*** ENTRIES SUPPLIED

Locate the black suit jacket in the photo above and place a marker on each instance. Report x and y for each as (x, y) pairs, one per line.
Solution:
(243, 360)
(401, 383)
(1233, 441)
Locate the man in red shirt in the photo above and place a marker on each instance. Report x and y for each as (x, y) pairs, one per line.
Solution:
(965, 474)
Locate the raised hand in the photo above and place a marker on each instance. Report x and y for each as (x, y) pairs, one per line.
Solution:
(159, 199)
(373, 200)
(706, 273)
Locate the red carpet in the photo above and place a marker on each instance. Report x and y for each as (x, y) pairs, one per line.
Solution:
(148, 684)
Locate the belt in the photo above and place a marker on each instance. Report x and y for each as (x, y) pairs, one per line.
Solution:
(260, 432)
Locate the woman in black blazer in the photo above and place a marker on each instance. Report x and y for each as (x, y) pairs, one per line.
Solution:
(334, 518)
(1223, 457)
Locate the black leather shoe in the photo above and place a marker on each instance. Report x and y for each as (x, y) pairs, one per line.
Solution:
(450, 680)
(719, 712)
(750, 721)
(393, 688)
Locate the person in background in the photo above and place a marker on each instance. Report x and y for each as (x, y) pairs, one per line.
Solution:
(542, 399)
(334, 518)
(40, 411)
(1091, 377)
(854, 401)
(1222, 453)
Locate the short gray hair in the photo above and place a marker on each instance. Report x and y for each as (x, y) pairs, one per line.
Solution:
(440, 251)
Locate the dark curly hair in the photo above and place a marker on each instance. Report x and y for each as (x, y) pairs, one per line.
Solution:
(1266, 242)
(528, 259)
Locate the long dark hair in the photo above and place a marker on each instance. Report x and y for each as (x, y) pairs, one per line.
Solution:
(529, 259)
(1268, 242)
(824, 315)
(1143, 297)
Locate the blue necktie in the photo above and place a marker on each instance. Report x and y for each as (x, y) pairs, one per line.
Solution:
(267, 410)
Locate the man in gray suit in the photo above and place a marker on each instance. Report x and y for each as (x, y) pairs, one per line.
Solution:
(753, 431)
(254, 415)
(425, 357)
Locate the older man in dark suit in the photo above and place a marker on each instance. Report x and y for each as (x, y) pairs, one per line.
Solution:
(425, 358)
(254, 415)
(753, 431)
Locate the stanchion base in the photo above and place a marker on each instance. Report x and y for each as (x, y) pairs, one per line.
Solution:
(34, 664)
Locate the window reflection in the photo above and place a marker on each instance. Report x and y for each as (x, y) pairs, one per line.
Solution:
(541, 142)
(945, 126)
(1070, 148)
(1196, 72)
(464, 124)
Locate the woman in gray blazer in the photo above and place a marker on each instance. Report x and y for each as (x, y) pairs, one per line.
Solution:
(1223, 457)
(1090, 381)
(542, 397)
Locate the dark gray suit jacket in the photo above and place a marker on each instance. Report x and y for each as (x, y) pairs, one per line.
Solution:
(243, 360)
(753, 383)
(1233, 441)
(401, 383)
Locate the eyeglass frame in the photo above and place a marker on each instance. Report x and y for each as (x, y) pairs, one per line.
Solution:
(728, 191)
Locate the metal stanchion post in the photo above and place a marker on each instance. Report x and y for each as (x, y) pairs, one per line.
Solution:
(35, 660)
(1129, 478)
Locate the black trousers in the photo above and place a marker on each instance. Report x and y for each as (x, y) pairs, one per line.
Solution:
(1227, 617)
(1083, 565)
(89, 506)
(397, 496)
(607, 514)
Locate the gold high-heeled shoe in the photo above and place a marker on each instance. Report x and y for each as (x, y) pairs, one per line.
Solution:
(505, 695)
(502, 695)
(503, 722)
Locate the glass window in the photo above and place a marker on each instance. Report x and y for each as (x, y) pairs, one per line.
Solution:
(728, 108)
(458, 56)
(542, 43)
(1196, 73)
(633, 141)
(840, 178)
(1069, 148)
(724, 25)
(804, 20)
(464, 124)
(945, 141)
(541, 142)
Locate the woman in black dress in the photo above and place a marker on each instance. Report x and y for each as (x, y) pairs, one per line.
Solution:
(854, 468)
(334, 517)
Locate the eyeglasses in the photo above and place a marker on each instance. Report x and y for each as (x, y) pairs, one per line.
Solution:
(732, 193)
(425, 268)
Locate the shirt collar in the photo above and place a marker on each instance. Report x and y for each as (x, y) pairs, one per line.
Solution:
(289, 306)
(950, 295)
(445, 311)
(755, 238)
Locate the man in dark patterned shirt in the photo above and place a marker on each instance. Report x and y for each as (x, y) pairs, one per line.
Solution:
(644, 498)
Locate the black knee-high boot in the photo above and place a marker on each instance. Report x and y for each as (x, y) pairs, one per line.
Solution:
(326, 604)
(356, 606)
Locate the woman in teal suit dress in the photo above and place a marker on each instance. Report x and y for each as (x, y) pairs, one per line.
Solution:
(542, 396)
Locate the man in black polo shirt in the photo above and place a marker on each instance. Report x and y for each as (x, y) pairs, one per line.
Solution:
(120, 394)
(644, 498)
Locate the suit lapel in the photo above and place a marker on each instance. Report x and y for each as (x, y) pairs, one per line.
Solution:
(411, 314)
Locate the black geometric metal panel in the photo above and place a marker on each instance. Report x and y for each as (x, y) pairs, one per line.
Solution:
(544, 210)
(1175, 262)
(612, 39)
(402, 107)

******

#### [SHORT EXERCISE]
Copy every line of the records word for word.

#### [RESPONSE TO THIS EXERCISE]
Locate the black suit jacket in the photo above and place a marker on each instance. Report x and y for each as (x, y) pairs, one per line.
Solution:
(243, 360)
(401, 383)
(1233, 441)
Locate the man in red shirt in the photo above and place a marker on each instance. Report x and y for each as (x, y) pairs, one per line.
Solution:
(965, 474)
Locate the raised hand in the photo above and place a marker on each instance. Report x and y for each as (x, y) pairs, one per line.
Solution:
(159, 199)
(373, 200)
(706, 273)
Locate the red carpet in the photo above and place a marker on each instance. Report x and y for each as (x, y) pairs, one per line.
Solution:
(148, 684)
Locate the belt in the photo above and place a marker on each instance. Report x and y for each as (x, y) pairs, one per line.
Solution:
(260, 432)
Locate the woman in black blazer in the photo above and place a marker on each instance. Report x and y for each as (x, y) pairs, one per line.
Solution:
(334, 518)
(1223, 457)
Locate the black leather shoe in the photo above and place a marker on each instance. Report x and y for each as (x, y) pairs, one per line.
Solution:
(450, 680)
(719, 712)
(750, 721)
(393, 688)
Locate the person in background in the photo above and place a marker on each instance. Report x and y for each as (x, y) pairs, one per line.
Solution:
(542, 399)
(334, 518)
(40, 411)
(1091, 377)
(854, 401)
(1222, 453)
Locate the short gray hair in the photo above and place a marker on each instance. Report x and y for each as (x, y) pairs, one per line.
Solution:
(440, 251)
Locate the dark curly hair in the photo above and place a marker on each instance. Report x and y for each as (x, y) pairs, one per line.
Solution:
(1266, 242)
(528, 259)
Locate the long dark hair in the photo above and place a marker on each instance. Report x and y for each as (x, y) pairs, one per line.
Solution:
(529, 259)
(1268, 242)
(824, 315)
(1143, 297)
Locate the blue necktie in the photo above and place a marker on each instance. Report x and y for each as (x, y) pairs, one per line.
Solution:
(267, 410)
Locate the man in gray suit in the photo above and place a marker on each instance. Report x and y for each as (x, y) pairs, one per line.
Solution:
(753, 431)
(254, 415)
(425, 357)
Locate the older man in dark suit in the photo above and place a marker on each instance. Report x and y for each as (x, y) pairs, one per line.
Solution:
(425, 358)
(254, 415)
(753, 431)
Locate the stanchion base in the photo above and place a marker on each instance. Report x and y for each as (x, y) pairs, one per line.
Solution:
(34, 664)
Locate the window reflection in the photo above and place a marker on each instance. Report x and y for each as (x, y) pairs, one per line.
Solution:
(541, 142)
(945, 126)
(1070, 148)
(1196, 72)
(464, 124)
Locate the woman in gray blazer in the photo above and place a marker on each instance. Report x and y for each as (x, y) pairs, one per line.
Solution:
(1223, 457)
(1090, 381)
(542, 397)
Locate the dark gray suit jacket in the photo above and place a marker on each instance. Report x and y for each as (x, y) pairs, one per line.
Solution:
(243, 360)
(753, 383)
(1233, 441)
(401, 383)
Locate the eyeglass frame in the photo above and place a marker on each instance. Report x and y for each as (x, y) pairs, one per line.
Solution:
(728, 191)
Locate the metal stanchion post in the photo above and place a marker on each instance. Report x and y for each as (x, y) pairs, one per line.
Solution:
(35, 660)
(1129, 478)
Locate the black trousers in the photo above and place a marker on each instance. Report x and y for each as (x, y) pairs, one per line.
Solution:
(1227, 617)
(1083, 565)
(89, 506)
(397, 496)
(607, 514)
Locate the gold high-heeled shoe in the photo above and place a marker on each instance. Report x and y for each as (x, y) pairs, one per line.
Solution:
(505, 695)
(502, 695)
(503, 722)
Locate the glass window in the photo above and place a marker on each instance. Report x and y for each as (x, y) pairs, one per line.
Solution:
(728, 108)
(458, 56)
(542, 43)
(1196, 73)
(633, 141)
(840, 178)
(1069, 148)
(724, 25)
(804, 20)
(464, 124)
(945, 141)
(541, 142)
Locate the woman in black dress in the photo above and place a marker on each instance. Report x and y for each as (x, y) pairs, one per line.
Solution:
(854, 468)
(334, 517)
Locate the eyeglasses in the photo above and place a marker on each instance. Report x and y for each as (x, y) pairs, one per line.
Solution:
(732, 193)
(425, 268)
Locate the shirt collar in the photo above and place a marker on each instance. Report x and y for each as (x, y) pairs, one per line.
Solution:
(289, 306)
(950, 295)
(445, 311)
(755, 238)
Locate the man in dark patterned shirt in the photo above and place a marker on each instance. Report x and y for each as (x, y) pairs, one per line.
Solution:
(644, 498)
Locate the black knee-high boot in the photo above and place a marker on each instance. Report x and y for each as (x, y) pairs, one per line.
Solution:
(326, 604)
(356, 606)
Locate the woman in teal suit dress in the photo above and place a marker on each instance. Report x and y for each as (x, y) pairs, one per line.
Solution:
(542, 396)
Locate the man in black polo shirt in the photo above and place a marker on each instance. Report x and y for each as (x, y) pairs, one per line.
Solution:
(120, 394)
(644, 498)
Locate the suit lapel in the photo above and place a marker on each instance. Report x and y for each as (x, y) pairs, one per line.
Solution:
(411, 314)
Locate the black geometric metal panel in the photo above and place a marker on each instance. Report x and y for each as (x, y) pairs, one per line.
Solution:
(544, 210)
(1175, 262)
(612, 39)
(402, 107)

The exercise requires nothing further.